**TAREA PROPUESTA 1:**
Transcribe el fragmento de la noticia sobre la homilía de Benedicto comprendido entre "Miércoles, 29 jun" y "metropolitas del mundo.", ambos incluidos.

= = = = = = =

Miércoles, 29 jun (RV).-“Ya nos los llamo siervos sino amigos” (Jn 15,15).
“Sesenta años después de mi ordenación sacerdotal, todavía siento resonar en mi interior
estas palabras de Jesús” afirmó Benedicto, en su homilía de la solemnidad de los santos
Pedro y Pablo, en la Basílica Vaticana, este 29 de junio, día en que cumple 60 años
de ordenación sacerdotal y en el que impuso el sagrado “Palio” a nuevos arzobispos
metropolitas del mundo.

= = = = = = =

**TAREA PROPUESTA 2:**
Reproduce textualmente las líneas del listado que sigue, desde la que contiene "# mark one dot per instance, written like column 673, row" hasta la que contiene "column 740, row 541", ambas incluidas.

= = = = = = =

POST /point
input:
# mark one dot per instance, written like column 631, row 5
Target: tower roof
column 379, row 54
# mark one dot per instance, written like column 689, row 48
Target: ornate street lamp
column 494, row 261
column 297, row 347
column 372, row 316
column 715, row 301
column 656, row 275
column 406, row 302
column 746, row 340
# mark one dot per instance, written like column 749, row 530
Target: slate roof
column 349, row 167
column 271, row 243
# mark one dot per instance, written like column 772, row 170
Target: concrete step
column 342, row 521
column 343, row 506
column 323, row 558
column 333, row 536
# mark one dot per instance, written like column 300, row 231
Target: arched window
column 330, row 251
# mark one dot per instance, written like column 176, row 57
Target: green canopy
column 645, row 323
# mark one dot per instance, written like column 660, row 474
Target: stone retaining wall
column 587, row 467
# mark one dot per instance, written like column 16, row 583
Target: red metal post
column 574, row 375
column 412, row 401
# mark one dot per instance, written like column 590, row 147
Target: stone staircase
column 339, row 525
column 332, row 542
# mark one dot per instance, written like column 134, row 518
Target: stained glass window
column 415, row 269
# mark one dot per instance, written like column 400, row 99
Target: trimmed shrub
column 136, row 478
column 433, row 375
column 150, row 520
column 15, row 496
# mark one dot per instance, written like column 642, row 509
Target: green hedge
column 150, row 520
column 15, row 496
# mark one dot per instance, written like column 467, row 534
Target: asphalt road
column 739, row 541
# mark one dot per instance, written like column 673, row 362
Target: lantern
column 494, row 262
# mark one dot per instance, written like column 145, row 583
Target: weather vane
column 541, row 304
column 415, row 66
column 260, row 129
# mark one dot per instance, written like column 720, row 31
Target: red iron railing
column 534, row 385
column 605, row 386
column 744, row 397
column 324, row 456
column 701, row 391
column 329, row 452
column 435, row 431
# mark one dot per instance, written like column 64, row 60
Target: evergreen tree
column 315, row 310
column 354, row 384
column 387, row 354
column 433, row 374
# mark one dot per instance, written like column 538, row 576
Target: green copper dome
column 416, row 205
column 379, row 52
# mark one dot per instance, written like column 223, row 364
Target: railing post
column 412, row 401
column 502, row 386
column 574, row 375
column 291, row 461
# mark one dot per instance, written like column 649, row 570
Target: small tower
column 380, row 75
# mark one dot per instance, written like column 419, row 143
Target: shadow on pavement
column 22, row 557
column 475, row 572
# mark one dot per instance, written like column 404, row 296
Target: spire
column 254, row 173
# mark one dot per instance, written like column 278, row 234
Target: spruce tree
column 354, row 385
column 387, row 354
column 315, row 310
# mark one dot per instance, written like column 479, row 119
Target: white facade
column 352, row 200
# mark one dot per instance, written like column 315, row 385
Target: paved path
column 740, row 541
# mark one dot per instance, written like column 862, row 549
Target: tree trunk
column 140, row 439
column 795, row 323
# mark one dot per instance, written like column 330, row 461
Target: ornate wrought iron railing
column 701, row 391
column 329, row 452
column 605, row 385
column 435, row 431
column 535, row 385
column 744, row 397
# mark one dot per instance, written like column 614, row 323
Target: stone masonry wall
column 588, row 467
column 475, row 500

= = = = = = =

**RESULTADO ESPERADO 1:**
Miércoles, 29 jun (RV).-“Ya nos los llamo siervos sino amigos” (Jn 15,15).
“Sesenta años después de mi ordenación sacerdotal, todavía siento resonar en mi interior
estas palabras de Jesús” afirmó Benedicto, en su homilía de la solemnidad de los santos
Pedro y Pablo, en la Basílica Vaticana, este 29 de junio, día en que cumple 60 años
de ordenación sacerdotal y en el que impuso el sagrado “Palio” a nuevos arzobispos
metropolitas del mundo.

**RESULTADO ESPERADO 2:**
# mark one dot per instance, written like column 673, row 362
Target: lantern
column 494, row 262
# mark one dot per instance, written like column 145, row 583
Target: weather vane
column 541, row 304
column 415, row 66
column 260, row 129
# mark one dot per instance, written like column 720, row 31
Target: red iron railing
column 534, row 385
column 605, row 386
column 744, row 397
column 324, row 456
column 701, row 391
column 329, row 452
column 435, row 431
# mark one dot per instance, written like column 64, row 60
Target: evergreen tree
column 315, row 310
column 354, row 384
column 387, row 354
column 433, row 374
# mark one dot per instance, written like column 538, row 576
Target: green copper dome
column 416, row 205
column 379, row 52
# mark one dot per instance, written like column 223, row 364
Target: railing post
column 412, row 401
column 502, row 386
column 574, row 375
column 291, row 461
# mark one dot per instance, written like column 649, row 570
Target: small tower
column 380, row 75
# mark one dot per instance, written like column 419, row 143
Target: shadow on pavement
column 22, row 557
column 475, row 572
# mark one dot per instance, written like column 404, row 296
Target: spire
column 254, row 173
# mark one dot per instance, written like column 278, row 234
Target: spruce tree
column 354, row 385
column 387, row 354
column 315, row 310
# mark one dot per instance, written like column 479, row 119
Target: white facade
column 352, row 200
# mark one dot per instance, written like column 315, row 385
Target: paved path
column 740, row 541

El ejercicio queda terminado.